→ **TASK A**:
Reproduce the passage of the Podutik article that begins at the words "Podutik (/sl/, in" and stops after "Slovenia Statistical Region.".

+++ SOURCE EXTRACT

- Podutik Location in Slovenia
- Coordinates: 46°4′24.65″N 14°27′1.11″E﻿ / ﻿46.0735139°N 14.4503083°E
- Country: Slovenia
- Traditional region: Upper Carniola
- Statistical region: Central Slovenia
- Municipality: Ljubljana
- Elevation: 315 m (1,033 ft)

= Podutik =

Podutik (/sl/, in older sources also Utik or Pod Utikom) is a former settlement in central Slovenia in the northwest part of the capital Ljubljana. It belongs to the Dravlje District of the City Municipality of Ljubljana. It is part of the traditional region of Upper Carniola and is now included with the rest of the municipality in the Central Slovenia Statistical Region.

==Geography==
Podutik lies south of Kamna Gorica and west of Koseze. It was originally a ribbon village along the road to Dobrova, but much housing has been built south of the old village center since 1967. Prevalnik Hill (elevation 378 m) rises to the west, Strmica Hill (384 m) to the north, and Lookout Peak (Stražni vrh, 439 m) to the south. The former village included the hamlets of Grič and Na Opekarni (also known as Smodikovec). The soil is loamy and there are fields to the southwest.

++++++

→ **TASK B**:
Pick out and copy every line of the rows that contains the word "ball". Case counts.

+++ DATASET RECORDS

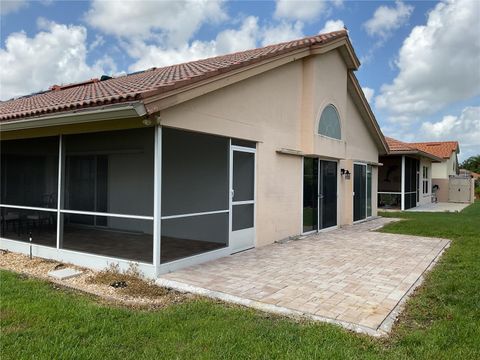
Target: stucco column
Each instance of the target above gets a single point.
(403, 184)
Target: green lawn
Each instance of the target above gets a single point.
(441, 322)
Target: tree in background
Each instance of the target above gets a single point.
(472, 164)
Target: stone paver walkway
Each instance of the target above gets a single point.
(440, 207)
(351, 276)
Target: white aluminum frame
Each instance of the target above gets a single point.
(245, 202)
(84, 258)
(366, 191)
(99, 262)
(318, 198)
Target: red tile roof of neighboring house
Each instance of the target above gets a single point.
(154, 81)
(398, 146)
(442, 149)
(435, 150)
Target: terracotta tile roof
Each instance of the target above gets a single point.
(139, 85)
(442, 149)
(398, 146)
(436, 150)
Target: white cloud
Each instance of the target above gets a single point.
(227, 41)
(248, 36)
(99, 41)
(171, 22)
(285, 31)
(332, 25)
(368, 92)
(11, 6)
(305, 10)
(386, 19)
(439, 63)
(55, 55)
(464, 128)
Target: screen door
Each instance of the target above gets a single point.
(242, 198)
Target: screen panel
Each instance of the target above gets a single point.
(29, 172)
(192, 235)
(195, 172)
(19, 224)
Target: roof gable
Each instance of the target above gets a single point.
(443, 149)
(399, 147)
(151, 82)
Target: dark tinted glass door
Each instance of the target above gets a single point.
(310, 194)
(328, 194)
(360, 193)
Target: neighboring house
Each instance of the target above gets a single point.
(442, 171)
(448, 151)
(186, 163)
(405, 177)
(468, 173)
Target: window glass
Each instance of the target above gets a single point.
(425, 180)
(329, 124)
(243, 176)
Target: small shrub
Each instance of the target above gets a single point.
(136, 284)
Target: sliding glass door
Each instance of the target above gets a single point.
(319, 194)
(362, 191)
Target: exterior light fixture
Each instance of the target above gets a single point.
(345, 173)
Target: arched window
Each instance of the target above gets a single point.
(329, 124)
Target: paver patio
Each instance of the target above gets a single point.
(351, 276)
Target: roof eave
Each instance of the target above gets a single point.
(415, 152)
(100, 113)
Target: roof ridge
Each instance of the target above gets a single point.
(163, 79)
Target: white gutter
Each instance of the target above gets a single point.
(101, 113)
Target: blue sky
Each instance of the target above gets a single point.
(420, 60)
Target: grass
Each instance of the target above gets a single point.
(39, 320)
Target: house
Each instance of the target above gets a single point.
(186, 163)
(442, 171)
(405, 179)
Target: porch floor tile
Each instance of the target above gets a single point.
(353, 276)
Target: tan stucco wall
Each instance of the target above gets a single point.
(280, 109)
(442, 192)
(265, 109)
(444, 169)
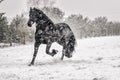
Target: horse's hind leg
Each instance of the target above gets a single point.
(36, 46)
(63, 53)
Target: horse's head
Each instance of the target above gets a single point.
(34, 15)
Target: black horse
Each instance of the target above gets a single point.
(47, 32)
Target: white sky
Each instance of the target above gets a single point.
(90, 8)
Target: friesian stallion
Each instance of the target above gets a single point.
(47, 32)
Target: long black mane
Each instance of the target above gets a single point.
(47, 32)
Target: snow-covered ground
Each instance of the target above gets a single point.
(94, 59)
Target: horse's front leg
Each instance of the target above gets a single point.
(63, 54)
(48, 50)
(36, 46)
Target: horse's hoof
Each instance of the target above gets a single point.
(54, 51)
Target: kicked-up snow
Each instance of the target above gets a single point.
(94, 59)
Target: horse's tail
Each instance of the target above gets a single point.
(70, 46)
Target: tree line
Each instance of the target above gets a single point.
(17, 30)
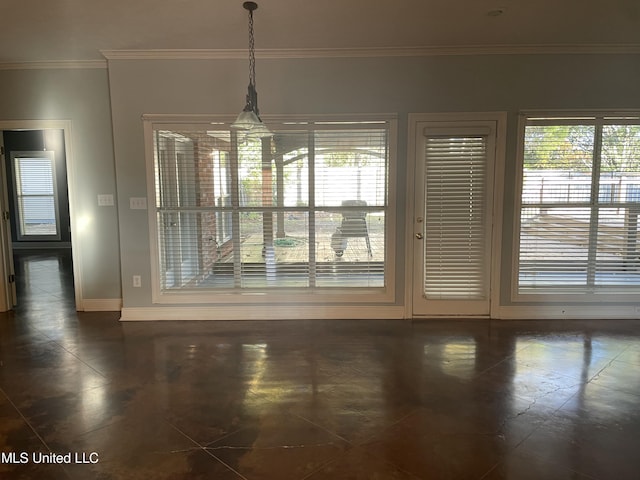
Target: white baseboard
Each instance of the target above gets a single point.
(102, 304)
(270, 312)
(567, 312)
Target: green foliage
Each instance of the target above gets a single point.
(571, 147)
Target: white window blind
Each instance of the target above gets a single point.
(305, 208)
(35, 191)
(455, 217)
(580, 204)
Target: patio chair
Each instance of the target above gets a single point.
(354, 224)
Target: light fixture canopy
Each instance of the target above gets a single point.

++++++
+++ DATASET RECORDS

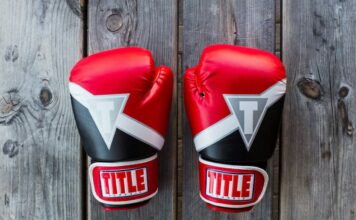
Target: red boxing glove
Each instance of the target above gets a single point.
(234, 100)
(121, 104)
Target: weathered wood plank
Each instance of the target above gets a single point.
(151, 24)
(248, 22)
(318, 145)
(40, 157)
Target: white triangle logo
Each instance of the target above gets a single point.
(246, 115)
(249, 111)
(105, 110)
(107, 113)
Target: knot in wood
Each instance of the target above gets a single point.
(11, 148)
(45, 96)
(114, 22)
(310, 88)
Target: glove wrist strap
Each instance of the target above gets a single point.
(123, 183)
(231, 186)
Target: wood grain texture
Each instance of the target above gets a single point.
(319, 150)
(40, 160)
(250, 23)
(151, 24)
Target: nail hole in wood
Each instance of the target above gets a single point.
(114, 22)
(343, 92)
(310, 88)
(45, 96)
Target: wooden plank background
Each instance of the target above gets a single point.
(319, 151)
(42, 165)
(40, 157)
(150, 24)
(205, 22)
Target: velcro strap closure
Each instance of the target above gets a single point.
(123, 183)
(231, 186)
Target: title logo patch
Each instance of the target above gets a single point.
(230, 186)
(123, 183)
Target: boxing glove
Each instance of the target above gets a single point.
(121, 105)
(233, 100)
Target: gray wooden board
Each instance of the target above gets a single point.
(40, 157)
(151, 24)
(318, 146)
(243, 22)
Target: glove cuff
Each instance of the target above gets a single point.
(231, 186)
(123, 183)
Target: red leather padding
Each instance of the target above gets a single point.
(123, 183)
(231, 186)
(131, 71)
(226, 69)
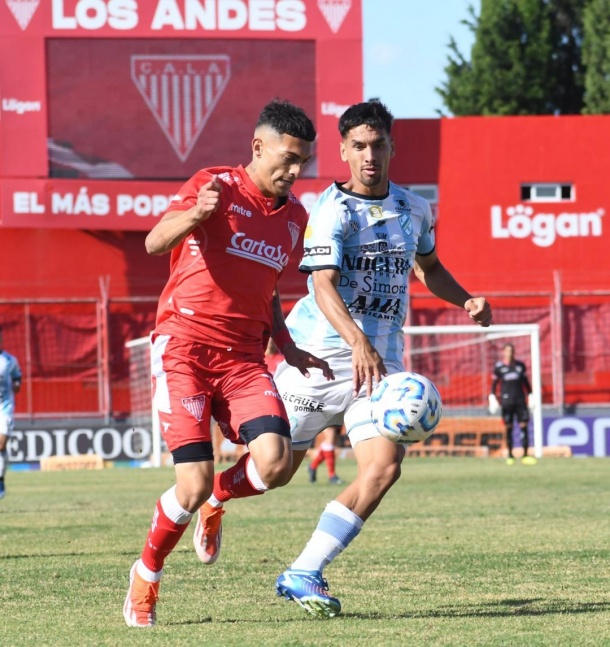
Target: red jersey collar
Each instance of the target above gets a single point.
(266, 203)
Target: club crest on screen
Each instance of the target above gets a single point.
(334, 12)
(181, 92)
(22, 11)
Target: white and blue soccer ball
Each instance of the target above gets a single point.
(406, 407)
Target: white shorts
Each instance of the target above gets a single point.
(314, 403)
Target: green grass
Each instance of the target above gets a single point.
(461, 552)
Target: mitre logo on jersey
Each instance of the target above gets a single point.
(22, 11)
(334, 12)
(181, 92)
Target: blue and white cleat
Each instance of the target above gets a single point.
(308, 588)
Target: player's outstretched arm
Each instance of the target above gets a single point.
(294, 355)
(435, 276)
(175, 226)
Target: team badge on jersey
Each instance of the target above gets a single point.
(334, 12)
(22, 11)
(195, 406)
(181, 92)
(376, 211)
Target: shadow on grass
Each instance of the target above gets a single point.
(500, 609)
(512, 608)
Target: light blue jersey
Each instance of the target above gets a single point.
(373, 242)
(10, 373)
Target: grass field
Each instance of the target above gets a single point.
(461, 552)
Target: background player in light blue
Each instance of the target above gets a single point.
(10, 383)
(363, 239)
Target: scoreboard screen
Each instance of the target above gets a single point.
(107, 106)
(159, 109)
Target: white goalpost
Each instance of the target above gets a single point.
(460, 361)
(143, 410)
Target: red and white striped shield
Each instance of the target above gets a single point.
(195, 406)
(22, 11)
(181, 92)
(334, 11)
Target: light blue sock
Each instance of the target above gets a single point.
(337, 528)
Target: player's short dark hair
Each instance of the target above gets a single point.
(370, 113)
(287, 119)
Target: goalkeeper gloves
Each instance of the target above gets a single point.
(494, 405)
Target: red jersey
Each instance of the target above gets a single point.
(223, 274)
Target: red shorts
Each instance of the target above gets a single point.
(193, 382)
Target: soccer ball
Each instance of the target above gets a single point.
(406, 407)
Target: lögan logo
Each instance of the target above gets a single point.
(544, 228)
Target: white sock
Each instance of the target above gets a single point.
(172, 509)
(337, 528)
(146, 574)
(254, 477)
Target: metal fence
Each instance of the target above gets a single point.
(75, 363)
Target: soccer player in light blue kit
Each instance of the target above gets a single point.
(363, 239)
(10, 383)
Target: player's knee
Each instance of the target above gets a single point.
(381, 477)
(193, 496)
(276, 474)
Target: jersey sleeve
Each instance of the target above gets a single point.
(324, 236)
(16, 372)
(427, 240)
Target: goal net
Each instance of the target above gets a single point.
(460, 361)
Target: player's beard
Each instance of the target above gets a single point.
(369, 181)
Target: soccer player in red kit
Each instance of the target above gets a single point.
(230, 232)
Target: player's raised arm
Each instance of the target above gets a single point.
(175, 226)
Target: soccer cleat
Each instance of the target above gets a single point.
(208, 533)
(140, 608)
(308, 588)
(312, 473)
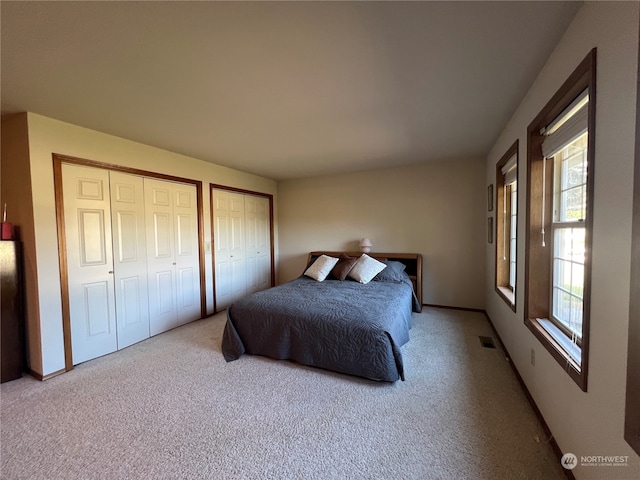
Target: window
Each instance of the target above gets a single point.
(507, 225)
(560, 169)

++++++

→ **WORKED SOLUTION A**:
Podutik (/sl/, in older sources also Utik or Pod Utikom) is a former settlement in central Slovenia in the northwest part of the capital Ljubljana. It belongs to the Dravlje District of the City Municipality of Ljubljana. It is part of the traditional region of Upper Carniola and is now included with the rest of the municipality in the Central Slovenia Statistical Region.

→ **WORKED SOLUTION B**:
Target: white and blue soccer ball
Target: soccer ball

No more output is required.